- **The problem**: Which lines of the data below contain "white"? Please show them all.
········
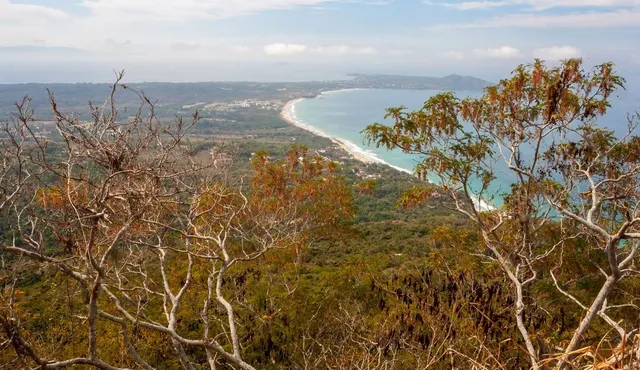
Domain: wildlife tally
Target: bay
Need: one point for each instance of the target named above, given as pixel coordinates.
(344, 114)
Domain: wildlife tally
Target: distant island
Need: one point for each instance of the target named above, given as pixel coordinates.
(221, 96)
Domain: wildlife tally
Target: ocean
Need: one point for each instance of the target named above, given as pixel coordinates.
(344, 114)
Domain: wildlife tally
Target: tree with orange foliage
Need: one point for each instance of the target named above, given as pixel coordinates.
(148, 232)
(569, 180)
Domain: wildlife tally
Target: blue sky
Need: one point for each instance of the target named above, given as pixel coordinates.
(483, 37)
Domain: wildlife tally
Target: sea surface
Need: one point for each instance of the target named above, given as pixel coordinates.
(344, 114)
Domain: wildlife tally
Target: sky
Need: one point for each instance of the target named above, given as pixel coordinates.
(295, 40)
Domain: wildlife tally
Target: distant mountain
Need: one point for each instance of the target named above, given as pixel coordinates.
(450, 82)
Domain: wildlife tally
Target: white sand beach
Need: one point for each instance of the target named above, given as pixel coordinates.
(288, 113)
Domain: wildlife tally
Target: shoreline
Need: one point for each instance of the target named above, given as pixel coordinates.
(288, 114)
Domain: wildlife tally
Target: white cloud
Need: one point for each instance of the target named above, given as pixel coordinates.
(284, 49)
(470, 5)
(185, 46)
(505, 52)
(176, 11)
(343, 49)
(534, 4)
(622, 18)
(557, 52)
(240, 49)
(28, 12)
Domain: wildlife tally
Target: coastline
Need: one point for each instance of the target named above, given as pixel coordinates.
(288, 114)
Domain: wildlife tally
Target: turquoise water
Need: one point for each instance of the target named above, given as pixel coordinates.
(344, 114)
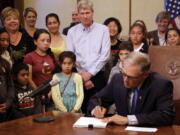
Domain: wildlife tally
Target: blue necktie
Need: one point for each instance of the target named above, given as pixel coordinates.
(134, 101)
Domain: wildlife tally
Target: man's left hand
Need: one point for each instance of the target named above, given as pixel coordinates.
(89, 84)
(117, 119)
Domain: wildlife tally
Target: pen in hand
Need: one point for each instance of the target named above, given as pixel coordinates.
(99, 110)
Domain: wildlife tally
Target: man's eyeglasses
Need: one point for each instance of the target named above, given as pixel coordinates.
(131, 77)
(3, 40)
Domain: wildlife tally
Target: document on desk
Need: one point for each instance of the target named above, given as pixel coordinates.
(141, 129)
(90, 121)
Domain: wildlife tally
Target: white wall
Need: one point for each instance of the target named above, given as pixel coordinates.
(146, 10)
(141, 9)
(61, 7)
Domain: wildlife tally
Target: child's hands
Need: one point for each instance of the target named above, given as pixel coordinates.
(73, 111)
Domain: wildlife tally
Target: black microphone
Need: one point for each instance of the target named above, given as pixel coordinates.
(43, 87)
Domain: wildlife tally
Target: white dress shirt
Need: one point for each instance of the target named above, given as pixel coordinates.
(91, 46)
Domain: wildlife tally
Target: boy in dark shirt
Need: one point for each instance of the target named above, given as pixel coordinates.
(28, 105)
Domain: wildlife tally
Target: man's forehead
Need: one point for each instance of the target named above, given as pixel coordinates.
(85, 9)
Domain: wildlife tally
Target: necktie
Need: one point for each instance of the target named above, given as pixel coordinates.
(134, 101)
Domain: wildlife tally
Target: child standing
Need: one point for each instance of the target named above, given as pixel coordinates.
(68, 94)
(125, 48)
(28, 105)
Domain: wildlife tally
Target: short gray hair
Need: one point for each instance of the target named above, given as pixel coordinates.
(84, 4)
(138, 59)
(162, 15)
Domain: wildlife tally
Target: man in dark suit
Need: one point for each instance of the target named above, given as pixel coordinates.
(140, 97)
(157, 37)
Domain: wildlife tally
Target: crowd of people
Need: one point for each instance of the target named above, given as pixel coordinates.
(98, 73)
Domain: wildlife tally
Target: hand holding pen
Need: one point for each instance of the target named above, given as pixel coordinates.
(99, 111)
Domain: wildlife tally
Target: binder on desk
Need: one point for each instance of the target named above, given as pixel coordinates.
(89, 121)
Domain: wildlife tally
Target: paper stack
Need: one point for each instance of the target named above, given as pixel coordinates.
(90, 121)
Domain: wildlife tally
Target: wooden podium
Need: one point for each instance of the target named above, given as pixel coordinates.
(166, 61)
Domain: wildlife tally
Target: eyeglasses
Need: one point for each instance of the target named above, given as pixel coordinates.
(131, 77)
(3, 40)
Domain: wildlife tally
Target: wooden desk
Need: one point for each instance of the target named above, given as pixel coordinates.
(63, 126)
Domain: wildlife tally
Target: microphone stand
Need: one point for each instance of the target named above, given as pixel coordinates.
(44, 118)
(42, 91)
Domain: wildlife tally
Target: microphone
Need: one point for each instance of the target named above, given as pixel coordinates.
(43, 87)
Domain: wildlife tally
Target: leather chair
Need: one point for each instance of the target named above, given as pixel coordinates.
(166, 61)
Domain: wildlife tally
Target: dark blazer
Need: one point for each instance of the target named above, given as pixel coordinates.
(153, 35)
(154, 106)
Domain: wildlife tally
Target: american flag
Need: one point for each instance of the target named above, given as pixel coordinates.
(173, 8)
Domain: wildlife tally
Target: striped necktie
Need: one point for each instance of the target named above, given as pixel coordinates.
(134, 101)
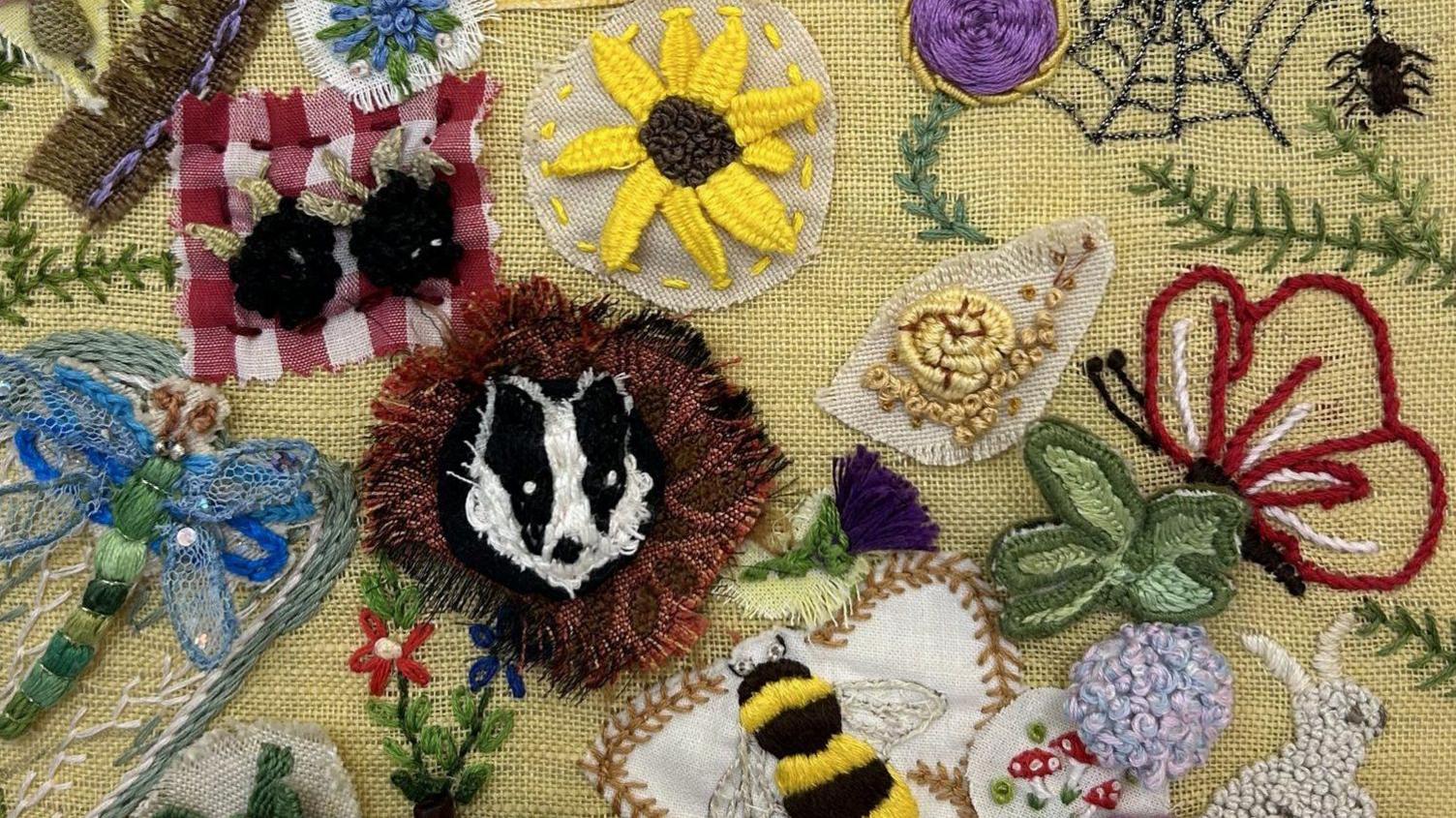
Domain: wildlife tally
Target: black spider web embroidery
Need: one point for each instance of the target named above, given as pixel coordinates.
(1164, 66)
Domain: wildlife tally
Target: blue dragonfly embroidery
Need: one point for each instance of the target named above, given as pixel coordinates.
(155, 483)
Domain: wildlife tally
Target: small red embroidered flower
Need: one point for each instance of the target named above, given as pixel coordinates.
(381, 655)
(1288, 450)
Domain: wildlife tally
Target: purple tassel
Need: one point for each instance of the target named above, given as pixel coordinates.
(878, 509)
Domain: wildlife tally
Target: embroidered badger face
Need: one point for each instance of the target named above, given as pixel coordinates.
(548, 486)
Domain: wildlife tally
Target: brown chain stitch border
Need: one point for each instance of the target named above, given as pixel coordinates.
(635, 725)
(644, 718)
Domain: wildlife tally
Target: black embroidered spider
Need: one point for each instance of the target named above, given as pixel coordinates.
(1385, 73)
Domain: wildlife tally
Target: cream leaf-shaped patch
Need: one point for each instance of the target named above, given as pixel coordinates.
(967, 355)
(679, 751)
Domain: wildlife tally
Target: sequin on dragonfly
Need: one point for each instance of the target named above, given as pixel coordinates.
(149, 469)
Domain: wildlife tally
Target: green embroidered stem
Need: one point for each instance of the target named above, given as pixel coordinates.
(1271, 220)
(825, 546)
(921, 149)
(1415, 228)
(28, 269)
(433, 762)
(121, 554)
(271, 795)
(9, 76)
(1436, 659)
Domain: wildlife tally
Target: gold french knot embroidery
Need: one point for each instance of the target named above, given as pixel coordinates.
(959, 351)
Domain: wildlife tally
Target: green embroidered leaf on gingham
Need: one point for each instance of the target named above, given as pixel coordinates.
(1165, 558)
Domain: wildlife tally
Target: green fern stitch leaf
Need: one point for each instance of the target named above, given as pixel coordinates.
(1083, 480)
(1167, 558)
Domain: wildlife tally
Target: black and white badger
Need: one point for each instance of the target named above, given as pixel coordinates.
(549, 485)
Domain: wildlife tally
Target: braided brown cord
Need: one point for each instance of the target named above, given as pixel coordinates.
(623, 733)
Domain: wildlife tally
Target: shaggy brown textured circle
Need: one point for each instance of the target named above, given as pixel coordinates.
(687, 141)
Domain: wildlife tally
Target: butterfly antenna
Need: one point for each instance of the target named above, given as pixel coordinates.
(1094, 369)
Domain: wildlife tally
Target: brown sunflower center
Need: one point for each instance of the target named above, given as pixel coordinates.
(687, 141)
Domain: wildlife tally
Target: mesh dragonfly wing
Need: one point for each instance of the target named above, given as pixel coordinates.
(35, 514)
(259, 477)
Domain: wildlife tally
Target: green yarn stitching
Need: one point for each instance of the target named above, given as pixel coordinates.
(28, 269)
(825, 546)
(269, 798)
(9, 76)
(921, 149)
(1165, 558)
(433, 763)
(1438, 658)
(1241, 220)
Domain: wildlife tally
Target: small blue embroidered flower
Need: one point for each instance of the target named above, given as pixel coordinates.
(485, 668)
(387, 32)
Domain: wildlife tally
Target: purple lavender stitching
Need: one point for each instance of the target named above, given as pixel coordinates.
(983, 46)
(228, 29)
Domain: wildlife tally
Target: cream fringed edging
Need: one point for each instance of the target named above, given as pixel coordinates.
(214, 776)
(935, 688)
(967, 355)
(369, 89)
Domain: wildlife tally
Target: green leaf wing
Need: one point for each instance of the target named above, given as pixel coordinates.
(1085, 483)
(1184, 555)
(1042, 555)
(1033, 615)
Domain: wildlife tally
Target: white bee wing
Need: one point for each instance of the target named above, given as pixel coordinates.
(747, 788)
(887, 711)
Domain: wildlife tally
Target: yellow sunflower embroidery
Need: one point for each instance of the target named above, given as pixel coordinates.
(693, 146)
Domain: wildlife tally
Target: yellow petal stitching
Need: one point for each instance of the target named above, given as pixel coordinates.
(772, 155)
(630, 213)
(748, 210)
(684, 214)
(718, 73)
(759, 112)
(600, 149)
(681, 48)
(626, 76)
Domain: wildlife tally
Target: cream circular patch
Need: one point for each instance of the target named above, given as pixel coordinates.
(684, 150)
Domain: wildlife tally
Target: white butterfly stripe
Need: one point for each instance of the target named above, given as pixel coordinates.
(1181, 386)
(1291, 419)
(1297, 525)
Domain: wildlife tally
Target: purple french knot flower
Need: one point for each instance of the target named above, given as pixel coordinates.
(983, 46)
(878, 509)
(1152, 700)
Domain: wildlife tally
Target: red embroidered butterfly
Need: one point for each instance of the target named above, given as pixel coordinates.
(1257, 454)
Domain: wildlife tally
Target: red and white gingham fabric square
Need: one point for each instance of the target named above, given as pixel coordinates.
(228, 138)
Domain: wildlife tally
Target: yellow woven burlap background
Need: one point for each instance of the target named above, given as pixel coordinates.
(1022, 165)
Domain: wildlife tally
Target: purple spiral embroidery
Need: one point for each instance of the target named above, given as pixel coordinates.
(983, 46)
(228, 29)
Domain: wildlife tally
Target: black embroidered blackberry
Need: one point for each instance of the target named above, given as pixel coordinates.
(687, 141)
(286, 268)
(407, 234)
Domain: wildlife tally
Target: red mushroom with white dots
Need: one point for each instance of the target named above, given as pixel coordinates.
(1034, 766)
(1071, 747)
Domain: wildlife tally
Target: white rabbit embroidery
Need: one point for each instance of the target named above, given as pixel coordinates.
(1334, 721)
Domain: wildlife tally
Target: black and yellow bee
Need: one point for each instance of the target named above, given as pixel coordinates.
(822, 772)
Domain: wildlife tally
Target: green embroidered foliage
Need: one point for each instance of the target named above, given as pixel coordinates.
(825, 546)
(1438, 656)
(1165, 558)
(1270, 220)
(921, 149)
(11, 76)
(433, 760)
(28, 269)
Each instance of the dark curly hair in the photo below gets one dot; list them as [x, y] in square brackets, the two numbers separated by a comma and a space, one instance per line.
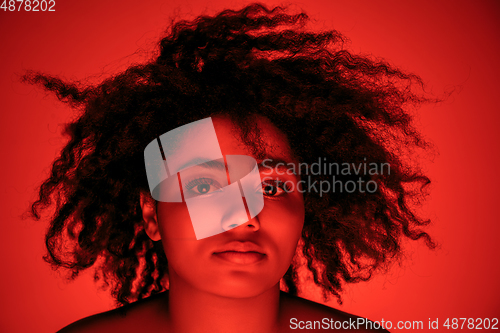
········
- **Written response**:
Target: white sand beach
Target: white cloud
Target: white wall
Target: white dress shirt
Target: black and white badger
Target: white bee wing
Target: white butterfly stripe
Target: red and white gingham fabric square
Target: red mushroom with white dots
Target: white rabbit embroidery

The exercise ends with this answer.